## PROBLEM DESCRIPTION
Every entry must be echoed exactly.

## RECORDS TO PROCESS
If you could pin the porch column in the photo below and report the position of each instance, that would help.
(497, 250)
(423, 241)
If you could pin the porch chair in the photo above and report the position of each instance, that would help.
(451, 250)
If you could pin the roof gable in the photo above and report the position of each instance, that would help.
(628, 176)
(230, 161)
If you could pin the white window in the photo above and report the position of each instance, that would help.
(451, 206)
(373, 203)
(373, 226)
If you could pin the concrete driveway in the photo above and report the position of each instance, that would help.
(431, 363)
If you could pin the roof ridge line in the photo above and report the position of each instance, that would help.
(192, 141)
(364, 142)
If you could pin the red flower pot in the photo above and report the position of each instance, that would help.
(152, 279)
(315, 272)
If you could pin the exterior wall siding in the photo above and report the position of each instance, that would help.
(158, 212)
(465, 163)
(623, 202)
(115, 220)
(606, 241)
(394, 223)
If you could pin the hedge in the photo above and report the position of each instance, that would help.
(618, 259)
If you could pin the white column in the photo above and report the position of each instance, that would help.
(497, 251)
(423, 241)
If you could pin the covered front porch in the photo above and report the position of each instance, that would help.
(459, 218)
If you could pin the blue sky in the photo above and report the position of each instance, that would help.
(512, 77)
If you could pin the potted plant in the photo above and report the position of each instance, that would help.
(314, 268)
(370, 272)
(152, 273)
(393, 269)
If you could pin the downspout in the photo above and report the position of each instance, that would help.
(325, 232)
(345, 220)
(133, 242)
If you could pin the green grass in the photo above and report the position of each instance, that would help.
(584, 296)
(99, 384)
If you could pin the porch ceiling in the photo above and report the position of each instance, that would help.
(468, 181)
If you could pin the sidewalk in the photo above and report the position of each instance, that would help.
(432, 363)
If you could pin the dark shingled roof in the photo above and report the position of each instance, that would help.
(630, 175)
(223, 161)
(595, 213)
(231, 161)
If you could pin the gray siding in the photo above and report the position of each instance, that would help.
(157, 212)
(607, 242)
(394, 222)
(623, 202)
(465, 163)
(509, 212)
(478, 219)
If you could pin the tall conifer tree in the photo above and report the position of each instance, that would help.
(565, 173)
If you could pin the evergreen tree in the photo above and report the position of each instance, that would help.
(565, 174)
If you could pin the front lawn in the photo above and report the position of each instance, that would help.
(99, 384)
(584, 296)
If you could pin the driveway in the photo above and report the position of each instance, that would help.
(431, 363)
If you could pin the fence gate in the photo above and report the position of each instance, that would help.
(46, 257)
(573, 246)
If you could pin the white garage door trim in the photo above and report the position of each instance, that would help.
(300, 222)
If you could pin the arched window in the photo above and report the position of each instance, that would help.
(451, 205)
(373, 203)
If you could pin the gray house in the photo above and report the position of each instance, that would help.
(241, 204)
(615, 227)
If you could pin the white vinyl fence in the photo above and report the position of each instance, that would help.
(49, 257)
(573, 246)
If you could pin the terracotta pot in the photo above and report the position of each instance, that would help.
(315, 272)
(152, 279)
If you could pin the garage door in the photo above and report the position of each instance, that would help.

## ANSWER BOX
If you could pin the porch column in the photo below and report the position of each instance, that would help.
(497, 250)
(423, 241)
If you could pin the porch chair in the photo above and report the position of each instance, that would help.
(451, 250)
If you could pin the roof gable in the photo above and report the position of each instance, that would help.
(628, 176)
(230, 161)
If you could pin the white window in the photo above and report the position of each instance, that would help.
(451, 206)
(373, 203)
(373, 226)
If you could pin the concrete driveway in the photo above and report the position of each instance, that would help.
(431, 363)
If you could pin the roof ridge line in the photo above and report the position of each instance, that would help.
(192, 141)
(364, 142)
If you could pin the red flower pot in the photo above and report the position of each instance, that would help.
(152, 279)
(315, 272)
If you could pin the exterior wall siding in the photo above and report the position of each instance, that would help.
(158, 212)
(465, 163)
(623, 202)
(115, 220)
(606, 241)
(394, 223)
If you could pin the hedge in the photo above and report the position of each instance, that would help.
(618, 259)
If you could pin the white column in the photo above and report the position of each instance, that would help.
(497, 251)
(423, 241)
If you could pin the covered front porch in the photo above and report the position of each instance, that would help.
(459, 218)
If you could pin the blue sky in the photo above and report the position of each instance, that would help.
(512, 77)
If you could pin the potted plant in the photo above and report the position of each instance, that would help.
(314, 268)
(370, 272)
(152, 273)
(393, 269)
If you could pin the downspout in the photo above and report the position of each instance, that would help.
(325, 232)
(345, 220)
(133, 242)
If you could pin the green grass in the photo above and report the position of each instance, that would help.
(584, 296)
(99, 384)
If you could pin the porch ceiling in the photo above and report the position of each instance, that would help.
(468, 181)
If you could pin the sidewalk in the photo above and report the position of each instance, that would help.
(432, 363)
If you could pin the dark shingled roof in the photo above and report the position of each instance, that would help.
(630, 175)
(223, 161)
(595, 213)
(231, 161)
If you could pin the gray siding in the photo above and report the position of each instance, that would help.
(157, 212)
(607, 242)
(394, 222)
(623, 202)
(465, 163)
(509, 212)
(478, 219)
If you could pin the tall conifer tree in the photo above and report the position of each instance, that would help.
(565, 173)
If you could pin the evergreen tree in the photo above and report the position of each instance, that would help.
(565, 174)
If you could pin the front lawn in the photo above and report the position of each instance, that would help.
(99, 384)
(584, 296)
If you could pin the driveway in the photo above and report the position of each instance, that would help.
(431, 363)
If you could pin the fence gate in the photo above and report the position of each instance, that would help.
(46, 257)
(573, 246)
If you could pin the white garage door trim in the photo above and report the position of each instance, that would help.
(300, 222)
If you could pin the arched window in the photo above and report the position of each instance, that would help.
(451, 205)
(373, 203)
If you could pin the gray house in the photo above and report the position of each instance, that would help.
(241, 204)
(615, 227)
If you could pin the white vinyl fence in the photo above and report the position of each instance, that would help.
(49, 257)
(573, 246)
If you could pin the terracotta pot in the photo above and report the position of each instance, that would help.
(315, 272)
(152, 279)
If you could pin the garage door in the photo above and report the position of each instance, that would help.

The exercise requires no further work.